### Input rows

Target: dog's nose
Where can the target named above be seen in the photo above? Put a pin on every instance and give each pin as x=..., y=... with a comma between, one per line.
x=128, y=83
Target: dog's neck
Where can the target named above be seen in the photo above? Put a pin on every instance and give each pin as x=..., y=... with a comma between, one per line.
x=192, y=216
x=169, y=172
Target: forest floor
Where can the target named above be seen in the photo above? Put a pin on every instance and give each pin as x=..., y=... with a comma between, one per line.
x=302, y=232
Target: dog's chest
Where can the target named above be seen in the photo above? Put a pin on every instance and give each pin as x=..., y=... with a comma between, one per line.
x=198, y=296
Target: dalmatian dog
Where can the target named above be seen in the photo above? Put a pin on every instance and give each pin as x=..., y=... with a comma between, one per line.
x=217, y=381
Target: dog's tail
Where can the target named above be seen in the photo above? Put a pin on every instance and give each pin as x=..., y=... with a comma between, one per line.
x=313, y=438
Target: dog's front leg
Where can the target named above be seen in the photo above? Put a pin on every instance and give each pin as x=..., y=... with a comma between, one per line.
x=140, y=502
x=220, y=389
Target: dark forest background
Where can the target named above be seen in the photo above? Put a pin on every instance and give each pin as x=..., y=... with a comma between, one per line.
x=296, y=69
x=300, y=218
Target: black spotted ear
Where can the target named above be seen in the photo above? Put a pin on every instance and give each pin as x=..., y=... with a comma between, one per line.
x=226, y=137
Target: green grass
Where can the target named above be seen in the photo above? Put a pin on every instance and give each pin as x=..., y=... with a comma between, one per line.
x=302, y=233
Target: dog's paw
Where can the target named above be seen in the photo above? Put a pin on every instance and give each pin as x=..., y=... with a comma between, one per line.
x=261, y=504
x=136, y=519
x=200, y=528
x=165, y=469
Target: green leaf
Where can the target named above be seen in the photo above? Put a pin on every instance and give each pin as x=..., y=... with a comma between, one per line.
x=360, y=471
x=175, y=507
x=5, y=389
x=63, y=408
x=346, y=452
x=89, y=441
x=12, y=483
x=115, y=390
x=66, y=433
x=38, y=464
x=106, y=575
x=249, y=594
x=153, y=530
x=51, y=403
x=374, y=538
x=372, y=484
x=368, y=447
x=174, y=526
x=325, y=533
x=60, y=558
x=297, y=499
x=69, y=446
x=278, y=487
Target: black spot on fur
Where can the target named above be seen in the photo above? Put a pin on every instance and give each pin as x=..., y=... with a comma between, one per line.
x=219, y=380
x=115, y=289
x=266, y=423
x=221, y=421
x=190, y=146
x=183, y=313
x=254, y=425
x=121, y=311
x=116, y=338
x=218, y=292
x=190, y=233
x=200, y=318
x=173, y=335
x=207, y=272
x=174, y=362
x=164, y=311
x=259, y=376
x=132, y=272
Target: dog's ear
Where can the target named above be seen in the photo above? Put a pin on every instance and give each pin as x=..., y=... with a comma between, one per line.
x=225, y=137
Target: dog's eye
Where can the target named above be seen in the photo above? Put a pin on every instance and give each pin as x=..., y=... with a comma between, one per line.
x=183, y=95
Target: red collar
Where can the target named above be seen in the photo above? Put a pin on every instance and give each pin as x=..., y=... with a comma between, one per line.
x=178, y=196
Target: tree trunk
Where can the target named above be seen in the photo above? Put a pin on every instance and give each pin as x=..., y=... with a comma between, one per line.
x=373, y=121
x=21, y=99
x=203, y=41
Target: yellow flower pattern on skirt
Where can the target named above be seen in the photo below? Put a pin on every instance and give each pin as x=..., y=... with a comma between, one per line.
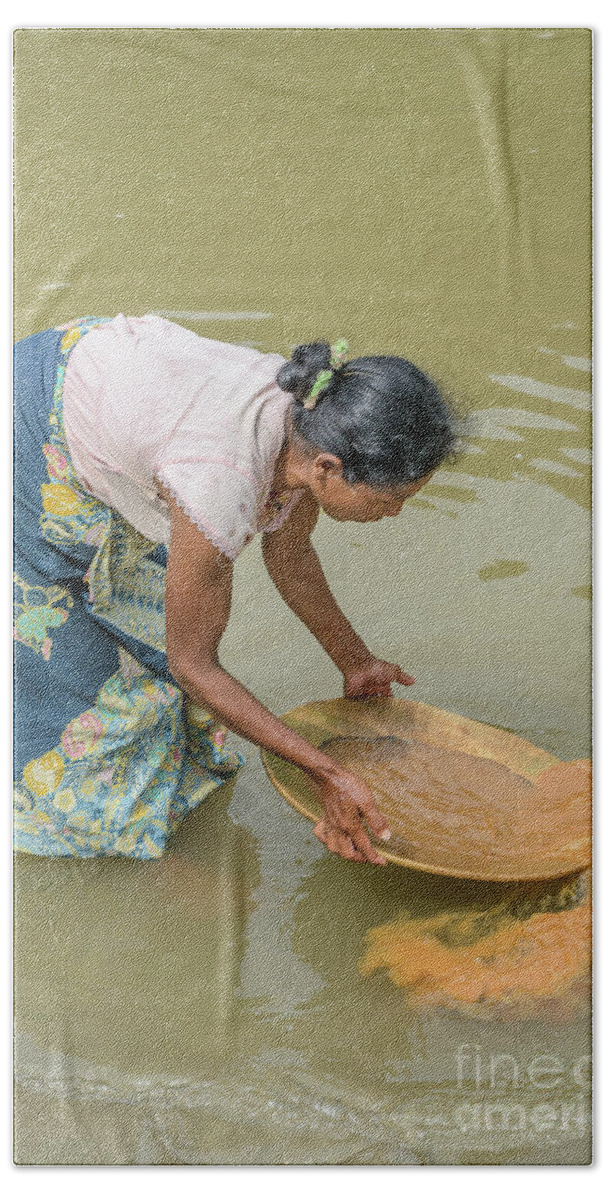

######

**What is expected**
Could you quote all of the entries above verbatim, leaving out the pictures?

**Task response**
Target: dog's nose
Where can the target named above be seen in the photo above? Put a pin on every instance and give each pin as x=..., y=... with a comma between, one per line.
x=128, y=83
Target: dog's neck
Where can the target named above be seen in the photo above? Put a pin on every instance and give each pin as x=..., y=... with a comma between, one per line.
x=192, y=216
x=169, y=172
Target: forest floor
Where can the target named above be seen in the photo above? Put a pin on every instance and give each pin as x=..., y=... with a comma between, one per line.
x=302, y=232
Target: dog's chest
Where can the target named above be seen in the photo above? Put a pin on every instance and give each pin as x=..., y=... with a comma between, one per line.
x=198, y=296
Target: dalmatian dog
Where can the target named above be seen in the photo above? Put a pin on every instance and give each pin as x=..., y=... with a comma between, one per line.
x=217, y=381
Target: dog's tail
Where can the target named above be seen in the photo above? Put a pin on every instance and give each pin as x=..., y=... with a comma between, one per line.
x=313, y=438
Target: dog's front leg
Where can the target named above be seen in the photo above? Put a pin on every instance and give each pin as x=..., y=... with a comma between, one per line.
x=140, y=502
x=220, y=389
Target: dark forest background
Where can the target named above be seen in the photo above? Put a pin on every instance and give each pin as x=..., y=... with a comma between, one per line.
x=296, y=69
x=300, y=218
Target: black spotted ear
Where can the target named above be seen in the photo above? Put a pin on every instance and give each pin as x=..., y=... with a comma between, one per line.
x=226, y=137
Target: green grass
Where can the target named above be seen in the photo above? Put a pin on every instance and give each pin as x=..., y=... with a comma between, one per line.
x=302, y=233
Target: dog's paw
Where can the target named above be seen in the photo above? Put a pin on every instance and give each pin as x=..., y=... with a comma between, one per line.
x=261, y=504
x=136, y=519
x=200, y=528
x=165, y=469
Target: green leaf
Where can the target named above be seen in the photo above? Put a pin on every instance and give each pin as x=..., y=... with a comma between, one per line.
x=360, y=471
x=175, y=507
x=5, y=389
x=63, y=408
x=346, y=452
x=89, y=441
x=12, y=483
x=115, y=390
x=66, y=433
x=38, y=464
x=106, y=575
x=249, y=594
x=153, y=530
x=51, y=403
x=374, y=538
x=372, y=484
x=368, y=447
x=174, y=526
x=325, y=533
x=60, y=558
x=297, y=499
x=69, y=446
x=278, y=487
Target: black spot on fur
Where can the target named above be seen in the photo above? Put a pin on every instance and give each pin as x=..., y=... with a comma between, one per line.
x=219, y=380
x=115, y=289
x=266, y=423
x=221, y=421
x=190, y=146
x=183, y=313
x=254, y=425
x=121, y=311
x=116, y=338
x=218, y=292
x=190, y=233
x=200, y=318
x=173, y=335
x=207, y=272
x=174, y=362
x=164, y=311
x=259, y=376
x=132, y=272
Target: dog's ear
Where can the target named above be seen in the photo above? Put a pin on every instance and give each pin as x=..., y=... with a comma between, one per line.
x=225, y=137
Target: dog's eye
Where can the target named above be seen in the photo above? Put a pin on every instance and give each pin as x=..., y=... with a comma between, one per line.
x=183, y=95
Target: red collar
Where can the target named above be seen in the photo above? Put a pin on every instance and give each pin as x=..., y=... with a comma between, one per line.
x=178, y=196
Target: tree trunk
Where can the target named above be seen in the photo above? Put a pin on every instance and give each pin as x=..., y=... with a comma between, one per line.
x=373, y=121
x=21, y=99
x=203, y=41
Target: yellow flower pattern on skirt
Where can the target named above be seen in the photo below? Put a pin on every instance and give each pin as x=..., y=... with a comma between, one per line.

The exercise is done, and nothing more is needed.